• **Problem description**
Locate each line in the entries below that contains the word "target", and copy those lines. Case counts when matching.

• **Listed records**

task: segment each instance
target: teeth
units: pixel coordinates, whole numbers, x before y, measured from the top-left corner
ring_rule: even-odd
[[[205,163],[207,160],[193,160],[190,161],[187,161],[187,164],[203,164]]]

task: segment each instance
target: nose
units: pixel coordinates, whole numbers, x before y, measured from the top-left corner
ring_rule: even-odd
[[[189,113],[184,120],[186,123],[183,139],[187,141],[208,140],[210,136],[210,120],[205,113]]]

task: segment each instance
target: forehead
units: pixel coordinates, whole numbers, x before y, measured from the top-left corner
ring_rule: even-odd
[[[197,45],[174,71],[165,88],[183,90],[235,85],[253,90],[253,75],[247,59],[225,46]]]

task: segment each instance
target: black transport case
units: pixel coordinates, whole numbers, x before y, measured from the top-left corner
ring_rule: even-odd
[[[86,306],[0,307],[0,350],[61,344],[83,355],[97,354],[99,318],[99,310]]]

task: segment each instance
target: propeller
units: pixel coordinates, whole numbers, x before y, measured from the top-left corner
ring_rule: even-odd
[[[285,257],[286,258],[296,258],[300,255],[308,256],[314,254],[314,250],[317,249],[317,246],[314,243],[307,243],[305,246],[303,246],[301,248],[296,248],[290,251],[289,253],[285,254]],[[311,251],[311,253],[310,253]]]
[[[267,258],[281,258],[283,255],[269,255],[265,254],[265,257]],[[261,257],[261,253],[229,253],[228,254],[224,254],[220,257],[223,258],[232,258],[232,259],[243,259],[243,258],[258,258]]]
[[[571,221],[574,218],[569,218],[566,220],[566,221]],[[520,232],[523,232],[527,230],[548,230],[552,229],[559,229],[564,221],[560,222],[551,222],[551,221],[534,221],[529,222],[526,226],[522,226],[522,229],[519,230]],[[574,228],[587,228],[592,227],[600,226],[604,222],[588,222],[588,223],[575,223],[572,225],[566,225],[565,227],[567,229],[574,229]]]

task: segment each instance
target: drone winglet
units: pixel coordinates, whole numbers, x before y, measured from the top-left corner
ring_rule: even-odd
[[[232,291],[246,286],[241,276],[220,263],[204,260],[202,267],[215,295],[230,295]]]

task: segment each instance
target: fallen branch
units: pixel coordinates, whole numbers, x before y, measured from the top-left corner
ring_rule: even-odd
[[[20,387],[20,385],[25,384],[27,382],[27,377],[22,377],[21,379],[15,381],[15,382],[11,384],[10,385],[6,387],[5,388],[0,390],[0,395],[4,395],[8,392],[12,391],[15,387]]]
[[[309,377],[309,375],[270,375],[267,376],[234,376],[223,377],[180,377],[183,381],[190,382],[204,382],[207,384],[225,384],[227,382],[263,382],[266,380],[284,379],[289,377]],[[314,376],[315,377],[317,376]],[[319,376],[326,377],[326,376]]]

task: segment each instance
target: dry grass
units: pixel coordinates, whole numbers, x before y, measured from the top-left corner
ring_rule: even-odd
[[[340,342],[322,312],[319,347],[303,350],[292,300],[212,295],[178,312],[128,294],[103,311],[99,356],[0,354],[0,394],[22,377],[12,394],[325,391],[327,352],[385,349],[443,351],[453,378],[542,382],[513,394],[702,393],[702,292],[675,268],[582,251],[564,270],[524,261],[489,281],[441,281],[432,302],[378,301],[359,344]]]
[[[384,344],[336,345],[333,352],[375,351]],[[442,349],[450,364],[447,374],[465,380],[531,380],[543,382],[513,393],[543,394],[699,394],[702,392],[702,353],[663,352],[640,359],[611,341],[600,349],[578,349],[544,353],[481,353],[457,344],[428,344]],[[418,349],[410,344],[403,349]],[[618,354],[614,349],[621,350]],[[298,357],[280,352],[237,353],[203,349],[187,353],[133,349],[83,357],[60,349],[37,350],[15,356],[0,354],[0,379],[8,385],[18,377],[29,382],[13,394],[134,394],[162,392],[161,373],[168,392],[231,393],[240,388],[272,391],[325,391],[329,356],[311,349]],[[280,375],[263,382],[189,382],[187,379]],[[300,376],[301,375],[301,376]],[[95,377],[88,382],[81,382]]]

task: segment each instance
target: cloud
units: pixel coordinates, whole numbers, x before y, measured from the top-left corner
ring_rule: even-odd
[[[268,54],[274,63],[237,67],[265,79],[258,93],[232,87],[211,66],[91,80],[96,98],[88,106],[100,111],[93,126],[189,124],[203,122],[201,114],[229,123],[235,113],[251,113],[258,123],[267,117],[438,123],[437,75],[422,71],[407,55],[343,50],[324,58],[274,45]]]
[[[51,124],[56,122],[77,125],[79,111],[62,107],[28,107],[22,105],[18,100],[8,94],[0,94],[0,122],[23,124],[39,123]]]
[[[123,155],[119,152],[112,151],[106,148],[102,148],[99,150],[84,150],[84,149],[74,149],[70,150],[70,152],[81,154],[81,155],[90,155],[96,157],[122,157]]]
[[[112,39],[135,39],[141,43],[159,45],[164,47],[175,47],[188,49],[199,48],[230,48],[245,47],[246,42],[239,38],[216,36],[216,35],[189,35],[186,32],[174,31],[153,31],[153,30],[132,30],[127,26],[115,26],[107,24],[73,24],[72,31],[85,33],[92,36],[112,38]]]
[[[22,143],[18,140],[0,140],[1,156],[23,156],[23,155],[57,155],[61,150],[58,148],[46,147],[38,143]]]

• **Answer to the task**
target: teeth
target: nose
target: forehead
target: black transport case
target: propeller
target: drone winglet
target: fallen branch
target: dry grass
target: cloud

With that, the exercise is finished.